Aufgabenstellung 1: Zähle, wie viele Zeilen der Einträge die Zeichenfolge „marble“ enthalten, wobei die Groß- und Kleinschreibung zu beachten ist. Nenne nur die Zahl.

Textauszug:

□ □ □ □ □

# Proper Rahmen - welche Oberrohrlänge?



## Aceface (14. September 2008)

Hi Leute,

G&S hat immer noch die Proper Rahmen im Angebot und da ich mir gerad ein neues Rad aufbauen möchte, denke ich drüber nach, mir einen Proper Rahmen aus deren Angeboten zu kaufen.

Etwas unschlüssig bin ich mir nur bei der Wahl der passenden Oberrohrlänge. Ich bin zuvor einen 20,6" Rahmen gefahren, Proper bietet 20,4" oder 20,8" an...

Frage: Merkt man den Unterschied von 0,5cm kürzer/länger so sehr?

Helft mir mal ein bisschen bei der richtigen Entscheidung! 

Habt Dank! Cheers...


----------



## Lizard.King (14. September 2008)

klar merkst du den unterschied, aber den merkst du auchw enn du dir einen neuen lenker, vorbau oder sonstige parts kaufst die die geometrie verändern.

aber dank göttlicher fügung gewöhnst du dich nach ein paar tagen daran. wenn du groß bist und 10m doubles springt kauf dir einen 21'' rahmen, wenn du ein streetmidget bist am besten einen 20''.

□ □ □ □ □

(Aus einer Sammlung entnommene Daten)
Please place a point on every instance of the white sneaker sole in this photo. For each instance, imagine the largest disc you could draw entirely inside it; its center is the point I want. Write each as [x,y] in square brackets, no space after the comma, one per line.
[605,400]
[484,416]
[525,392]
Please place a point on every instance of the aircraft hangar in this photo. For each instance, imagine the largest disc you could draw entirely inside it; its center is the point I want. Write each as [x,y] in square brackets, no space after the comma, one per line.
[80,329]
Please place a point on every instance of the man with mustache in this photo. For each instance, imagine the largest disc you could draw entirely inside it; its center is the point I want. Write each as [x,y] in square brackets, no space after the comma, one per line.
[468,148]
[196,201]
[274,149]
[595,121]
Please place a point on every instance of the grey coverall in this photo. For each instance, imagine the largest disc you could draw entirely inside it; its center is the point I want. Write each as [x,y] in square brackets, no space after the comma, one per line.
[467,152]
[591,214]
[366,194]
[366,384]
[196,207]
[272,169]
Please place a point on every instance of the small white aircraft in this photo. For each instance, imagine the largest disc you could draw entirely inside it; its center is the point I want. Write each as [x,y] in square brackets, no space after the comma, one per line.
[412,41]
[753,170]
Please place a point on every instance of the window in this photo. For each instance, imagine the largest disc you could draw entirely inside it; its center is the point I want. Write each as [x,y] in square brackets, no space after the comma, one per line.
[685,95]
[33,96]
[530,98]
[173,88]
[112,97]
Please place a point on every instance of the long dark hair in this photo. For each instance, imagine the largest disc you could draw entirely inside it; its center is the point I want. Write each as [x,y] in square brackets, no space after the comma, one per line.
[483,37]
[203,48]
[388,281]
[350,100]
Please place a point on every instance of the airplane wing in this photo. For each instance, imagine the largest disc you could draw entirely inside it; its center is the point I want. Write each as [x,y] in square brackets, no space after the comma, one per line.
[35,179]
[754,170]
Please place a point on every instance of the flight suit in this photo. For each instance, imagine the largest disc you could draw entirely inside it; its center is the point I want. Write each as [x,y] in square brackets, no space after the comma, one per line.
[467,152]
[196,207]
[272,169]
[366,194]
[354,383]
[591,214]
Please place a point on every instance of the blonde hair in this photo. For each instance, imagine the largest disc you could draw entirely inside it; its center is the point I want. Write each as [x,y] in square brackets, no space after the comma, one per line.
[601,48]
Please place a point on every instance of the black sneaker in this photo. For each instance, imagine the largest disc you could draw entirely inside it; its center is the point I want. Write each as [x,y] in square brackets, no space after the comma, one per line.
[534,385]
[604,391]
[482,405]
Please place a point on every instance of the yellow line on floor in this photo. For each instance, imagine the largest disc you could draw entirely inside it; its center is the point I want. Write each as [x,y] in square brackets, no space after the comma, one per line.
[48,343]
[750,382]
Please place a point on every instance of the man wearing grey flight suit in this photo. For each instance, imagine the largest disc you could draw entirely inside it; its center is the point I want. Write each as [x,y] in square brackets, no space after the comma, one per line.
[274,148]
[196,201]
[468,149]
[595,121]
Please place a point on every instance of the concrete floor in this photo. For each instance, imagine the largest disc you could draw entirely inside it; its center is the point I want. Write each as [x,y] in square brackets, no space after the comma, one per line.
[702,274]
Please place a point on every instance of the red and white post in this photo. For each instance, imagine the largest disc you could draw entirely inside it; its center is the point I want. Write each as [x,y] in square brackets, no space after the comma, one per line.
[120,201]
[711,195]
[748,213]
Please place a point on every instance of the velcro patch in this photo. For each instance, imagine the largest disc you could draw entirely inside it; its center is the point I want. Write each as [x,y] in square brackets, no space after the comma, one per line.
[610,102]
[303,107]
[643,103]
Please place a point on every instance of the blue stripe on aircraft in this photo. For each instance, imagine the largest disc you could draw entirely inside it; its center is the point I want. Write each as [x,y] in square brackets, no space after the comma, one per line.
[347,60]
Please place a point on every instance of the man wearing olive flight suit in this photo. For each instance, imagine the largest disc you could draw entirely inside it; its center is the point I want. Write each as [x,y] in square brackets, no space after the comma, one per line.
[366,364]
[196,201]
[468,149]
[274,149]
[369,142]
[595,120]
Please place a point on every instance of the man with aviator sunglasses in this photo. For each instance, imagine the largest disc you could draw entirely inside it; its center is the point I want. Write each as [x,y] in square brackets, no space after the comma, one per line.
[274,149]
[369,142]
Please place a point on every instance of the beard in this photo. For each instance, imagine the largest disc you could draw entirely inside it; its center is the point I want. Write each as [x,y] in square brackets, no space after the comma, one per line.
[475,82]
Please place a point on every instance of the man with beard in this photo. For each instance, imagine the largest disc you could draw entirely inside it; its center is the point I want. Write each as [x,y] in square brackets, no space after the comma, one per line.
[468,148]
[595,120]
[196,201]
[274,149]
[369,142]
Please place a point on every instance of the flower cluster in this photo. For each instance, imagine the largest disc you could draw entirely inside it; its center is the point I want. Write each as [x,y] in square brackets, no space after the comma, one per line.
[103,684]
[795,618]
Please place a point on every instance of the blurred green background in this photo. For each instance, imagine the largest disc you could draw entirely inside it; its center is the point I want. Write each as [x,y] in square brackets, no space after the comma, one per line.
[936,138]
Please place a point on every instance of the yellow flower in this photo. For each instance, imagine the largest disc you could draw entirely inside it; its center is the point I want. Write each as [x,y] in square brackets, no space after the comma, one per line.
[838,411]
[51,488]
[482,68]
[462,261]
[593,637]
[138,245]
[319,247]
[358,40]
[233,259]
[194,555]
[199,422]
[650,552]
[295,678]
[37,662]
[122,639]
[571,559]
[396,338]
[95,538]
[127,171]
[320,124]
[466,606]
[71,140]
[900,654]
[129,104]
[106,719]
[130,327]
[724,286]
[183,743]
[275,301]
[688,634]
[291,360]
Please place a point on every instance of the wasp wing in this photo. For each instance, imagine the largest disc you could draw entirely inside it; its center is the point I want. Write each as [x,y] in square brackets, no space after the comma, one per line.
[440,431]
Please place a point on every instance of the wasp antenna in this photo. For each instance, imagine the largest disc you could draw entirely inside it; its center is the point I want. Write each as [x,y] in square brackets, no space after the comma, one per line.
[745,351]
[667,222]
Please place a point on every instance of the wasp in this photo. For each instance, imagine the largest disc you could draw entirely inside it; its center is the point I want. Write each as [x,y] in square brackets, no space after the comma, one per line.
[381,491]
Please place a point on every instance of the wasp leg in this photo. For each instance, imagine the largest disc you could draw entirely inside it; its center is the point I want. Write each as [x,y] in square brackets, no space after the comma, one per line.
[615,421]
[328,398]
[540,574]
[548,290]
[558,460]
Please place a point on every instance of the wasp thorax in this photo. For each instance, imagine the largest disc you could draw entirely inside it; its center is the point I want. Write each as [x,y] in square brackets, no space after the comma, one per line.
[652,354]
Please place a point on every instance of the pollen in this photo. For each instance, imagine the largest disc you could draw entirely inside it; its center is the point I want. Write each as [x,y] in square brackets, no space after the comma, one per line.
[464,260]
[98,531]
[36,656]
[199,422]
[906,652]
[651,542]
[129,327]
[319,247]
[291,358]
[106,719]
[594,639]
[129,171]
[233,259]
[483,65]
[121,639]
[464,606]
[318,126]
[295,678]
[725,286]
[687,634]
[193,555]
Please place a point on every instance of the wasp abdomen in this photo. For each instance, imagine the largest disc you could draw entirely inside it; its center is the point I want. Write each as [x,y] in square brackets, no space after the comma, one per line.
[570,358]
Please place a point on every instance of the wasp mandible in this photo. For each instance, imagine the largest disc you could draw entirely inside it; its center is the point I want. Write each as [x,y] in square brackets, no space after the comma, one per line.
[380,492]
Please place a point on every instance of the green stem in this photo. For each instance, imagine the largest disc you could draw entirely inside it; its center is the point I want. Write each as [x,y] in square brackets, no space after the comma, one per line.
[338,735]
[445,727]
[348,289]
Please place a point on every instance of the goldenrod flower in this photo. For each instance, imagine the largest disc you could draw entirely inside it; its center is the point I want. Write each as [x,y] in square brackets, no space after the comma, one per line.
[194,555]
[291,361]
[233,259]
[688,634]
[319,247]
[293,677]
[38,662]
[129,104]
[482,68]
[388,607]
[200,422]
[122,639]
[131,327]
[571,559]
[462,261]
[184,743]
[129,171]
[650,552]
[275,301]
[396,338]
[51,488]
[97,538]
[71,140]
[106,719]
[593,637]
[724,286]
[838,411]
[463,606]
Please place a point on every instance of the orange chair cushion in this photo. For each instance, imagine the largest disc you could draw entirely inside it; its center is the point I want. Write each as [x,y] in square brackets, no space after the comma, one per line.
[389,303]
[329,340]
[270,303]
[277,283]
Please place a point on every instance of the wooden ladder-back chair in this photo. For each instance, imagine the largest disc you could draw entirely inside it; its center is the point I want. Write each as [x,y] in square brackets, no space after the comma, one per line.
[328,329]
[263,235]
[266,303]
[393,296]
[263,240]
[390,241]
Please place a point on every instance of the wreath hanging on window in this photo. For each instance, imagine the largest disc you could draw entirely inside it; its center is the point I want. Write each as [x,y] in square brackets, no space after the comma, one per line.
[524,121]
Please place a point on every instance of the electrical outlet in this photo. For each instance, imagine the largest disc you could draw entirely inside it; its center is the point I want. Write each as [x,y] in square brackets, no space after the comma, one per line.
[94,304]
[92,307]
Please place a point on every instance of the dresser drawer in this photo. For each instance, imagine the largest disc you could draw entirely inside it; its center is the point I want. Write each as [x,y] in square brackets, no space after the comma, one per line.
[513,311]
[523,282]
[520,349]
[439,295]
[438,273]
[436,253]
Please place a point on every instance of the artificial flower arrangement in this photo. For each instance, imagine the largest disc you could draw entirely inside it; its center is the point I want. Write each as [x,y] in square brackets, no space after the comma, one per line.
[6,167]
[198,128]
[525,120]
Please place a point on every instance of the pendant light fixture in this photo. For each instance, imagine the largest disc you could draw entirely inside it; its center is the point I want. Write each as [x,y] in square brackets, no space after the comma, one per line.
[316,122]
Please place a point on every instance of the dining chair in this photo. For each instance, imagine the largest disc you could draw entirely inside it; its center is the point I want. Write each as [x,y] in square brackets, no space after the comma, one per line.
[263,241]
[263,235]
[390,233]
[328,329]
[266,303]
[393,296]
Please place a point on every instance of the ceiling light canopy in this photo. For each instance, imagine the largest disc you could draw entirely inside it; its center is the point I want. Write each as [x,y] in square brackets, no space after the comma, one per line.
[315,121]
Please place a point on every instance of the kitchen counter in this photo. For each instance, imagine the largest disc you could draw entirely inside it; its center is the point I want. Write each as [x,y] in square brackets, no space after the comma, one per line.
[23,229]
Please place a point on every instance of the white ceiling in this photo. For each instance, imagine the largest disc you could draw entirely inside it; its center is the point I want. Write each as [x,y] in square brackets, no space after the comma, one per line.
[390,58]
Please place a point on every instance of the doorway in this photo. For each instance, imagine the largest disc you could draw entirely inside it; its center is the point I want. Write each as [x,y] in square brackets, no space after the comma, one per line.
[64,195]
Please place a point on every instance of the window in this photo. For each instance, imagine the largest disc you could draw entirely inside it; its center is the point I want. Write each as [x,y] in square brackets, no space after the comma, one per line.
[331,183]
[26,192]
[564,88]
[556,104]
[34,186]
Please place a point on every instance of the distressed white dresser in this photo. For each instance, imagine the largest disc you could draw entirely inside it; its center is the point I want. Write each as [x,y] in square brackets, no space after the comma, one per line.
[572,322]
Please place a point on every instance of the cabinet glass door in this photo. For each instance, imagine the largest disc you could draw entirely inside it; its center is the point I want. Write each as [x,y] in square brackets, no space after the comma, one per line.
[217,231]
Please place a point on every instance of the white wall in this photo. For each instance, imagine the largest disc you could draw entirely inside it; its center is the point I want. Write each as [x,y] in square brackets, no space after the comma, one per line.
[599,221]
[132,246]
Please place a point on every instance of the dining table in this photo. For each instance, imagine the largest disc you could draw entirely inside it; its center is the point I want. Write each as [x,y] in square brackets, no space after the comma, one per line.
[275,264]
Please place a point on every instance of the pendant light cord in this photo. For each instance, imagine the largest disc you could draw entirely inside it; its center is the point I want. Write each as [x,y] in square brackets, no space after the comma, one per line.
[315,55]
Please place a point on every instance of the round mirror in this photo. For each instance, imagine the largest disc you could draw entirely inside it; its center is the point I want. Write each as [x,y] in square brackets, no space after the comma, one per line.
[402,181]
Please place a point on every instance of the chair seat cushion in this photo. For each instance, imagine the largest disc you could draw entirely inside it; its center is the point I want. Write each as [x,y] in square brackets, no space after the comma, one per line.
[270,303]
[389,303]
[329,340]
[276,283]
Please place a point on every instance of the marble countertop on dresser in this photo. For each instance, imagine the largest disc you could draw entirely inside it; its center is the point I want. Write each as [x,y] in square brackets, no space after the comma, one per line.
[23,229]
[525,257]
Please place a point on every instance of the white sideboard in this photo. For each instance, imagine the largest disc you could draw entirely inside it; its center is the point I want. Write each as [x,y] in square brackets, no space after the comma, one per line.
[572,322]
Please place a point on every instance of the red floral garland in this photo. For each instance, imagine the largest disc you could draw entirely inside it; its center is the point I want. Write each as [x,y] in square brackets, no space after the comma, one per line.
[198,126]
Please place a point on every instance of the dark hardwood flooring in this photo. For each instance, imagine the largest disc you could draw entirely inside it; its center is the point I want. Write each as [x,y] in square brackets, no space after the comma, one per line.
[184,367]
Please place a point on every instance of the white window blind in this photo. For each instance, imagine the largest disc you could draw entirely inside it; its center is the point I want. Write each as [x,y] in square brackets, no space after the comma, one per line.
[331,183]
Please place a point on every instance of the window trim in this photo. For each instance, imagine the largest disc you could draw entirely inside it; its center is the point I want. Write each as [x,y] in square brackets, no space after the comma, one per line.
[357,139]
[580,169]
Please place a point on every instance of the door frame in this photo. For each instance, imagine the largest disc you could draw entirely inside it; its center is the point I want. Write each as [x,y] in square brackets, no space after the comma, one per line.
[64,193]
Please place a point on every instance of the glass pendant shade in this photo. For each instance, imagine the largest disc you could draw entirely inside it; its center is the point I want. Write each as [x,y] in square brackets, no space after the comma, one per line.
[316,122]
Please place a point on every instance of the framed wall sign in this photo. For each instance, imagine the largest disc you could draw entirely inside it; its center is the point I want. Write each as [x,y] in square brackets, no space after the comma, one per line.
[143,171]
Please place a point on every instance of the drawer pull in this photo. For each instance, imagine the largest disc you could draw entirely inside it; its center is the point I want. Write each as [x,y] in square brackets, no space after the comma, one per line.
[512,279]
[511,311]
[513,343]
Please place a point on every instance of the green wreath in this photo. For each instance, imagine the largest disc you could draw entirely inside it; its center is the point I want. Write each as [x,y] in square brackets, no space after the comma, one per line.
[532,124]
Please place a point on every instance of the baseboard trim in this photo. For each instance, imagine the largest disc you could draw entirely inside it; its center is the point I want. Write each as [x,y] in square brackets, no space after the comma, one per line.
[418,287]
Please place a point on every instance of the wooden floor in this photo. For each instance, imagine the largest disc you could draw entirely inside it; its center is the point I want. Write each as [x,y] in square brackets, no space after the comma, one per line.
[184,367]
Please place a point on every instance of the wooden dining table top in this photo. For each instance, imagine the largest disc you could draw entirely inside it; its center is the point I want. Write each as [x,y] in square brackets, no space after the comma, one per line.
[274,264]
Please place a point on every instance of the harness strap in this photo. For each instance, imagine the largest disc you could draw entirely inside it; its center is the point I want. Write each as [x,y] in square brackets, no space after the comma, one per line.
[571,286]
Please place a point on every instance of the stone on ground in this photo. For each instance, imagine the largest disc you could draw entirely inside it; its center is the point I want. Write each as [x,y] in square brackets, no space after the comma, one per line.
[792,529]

□ □ □ □ □

Aufgabenstellung 2: Gib den Diskussionsfaden zur Oberrohrlänge von „Frage: Merkt man“ bis einschließlich „Lizard.King (14. September 2008)“ wieder und benenne dabei „Entscheidung“ in „Wahl“ um.

Lösung 1: 1

Lösung 2:
Frage: Merkt man den Unterschied von 0,5cm kürzer/länger so sehr?

Helft mir mal ein bisschen bei der richtigen Wahl! 

Habt Dank! Cheers...


----------



## Lizard.King (14. September 2008)